## START RECORDS SUPPLIED

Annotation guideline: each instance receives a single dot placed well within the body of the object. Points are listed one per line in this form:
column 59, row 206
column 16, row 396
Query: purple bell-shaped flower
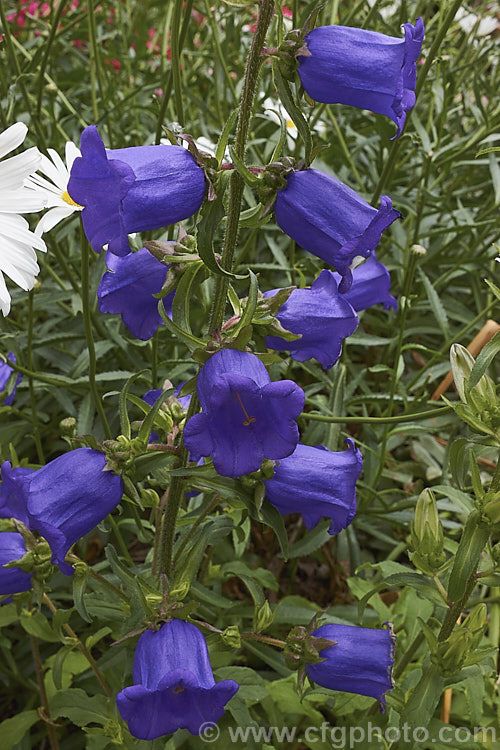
column 363, row 68
column 317, row 483
column 174, row 687
column 360, row 662
column 135, row 189
column 331, row 220
column 127, row 288
column 245, row 417
column 63, row 500
column 324, row 318
column 371, row 284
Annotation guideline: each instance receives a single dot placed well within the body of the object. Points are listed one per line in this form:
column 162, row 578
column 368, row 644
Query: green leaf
column 13, row 730
column 149, row 419
column 183, row 297
column 484, row 359
column 271, row 517
column 211, row 215
column 228, row 126
column 81, row 709
column 250, row 306
column 37, row 624
column 122, row 403
column 437, row 306
column 311, row 541
column 187, row 338
column 295, row 113
column 424, row 698
column 474, row 539
column 248, row 177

## END RECORDS SUPPLIED

→ **WHAT THE EXERCISE ASKS**:
Render every line of the records above as a JSON list of strings, one string per line, leaving out blank lines and the pictures.

→ **SOLUTION TO THE EXERCISE**:
[
  "Annotation guideline: each instance receives a single dot placed well within the body of the object. Points are listed one per line in this form:",
  "column 59, row 206",
  "column 16, row 396",
  "Query: purple bell-shaped flower",
  "column 363, row 68",
  "column 317, row 483",
  "column 174, row 687",
  "column 360, row 662",
  "column 135, row 189",
  "column 331, row 220",
  "column 127, row 288",
  "column 245, row 417",
  "column 63, row 500",
  "column 324, row 318",
  "column 371, row 284",
  "Annotation guideline: each instance receives a single dot placed well within the body of the object. Points are listed one per line in this form:",
  "column 162, row 578",
  "column 368, row 644",
  "Query: green leaf",
  "column 13, row 730",
  "column 149, row 419",
  "column 183, row 297",
  "column 484, row 359",
  "column 271, row 517",
  "column 211, row 215",
  "column 228, row 126",
  "column 81, row 709",
  "column 250, row 306",
  "column 37, row 624",
  "column 122, row 403",
  "column 437, row 306",
  "column 311, row 541",
  "column 187, row 338",
  "column 295, row 113",
  "column 424, row 698",
  "column 474, row 539",
  "column 248, row 177"
]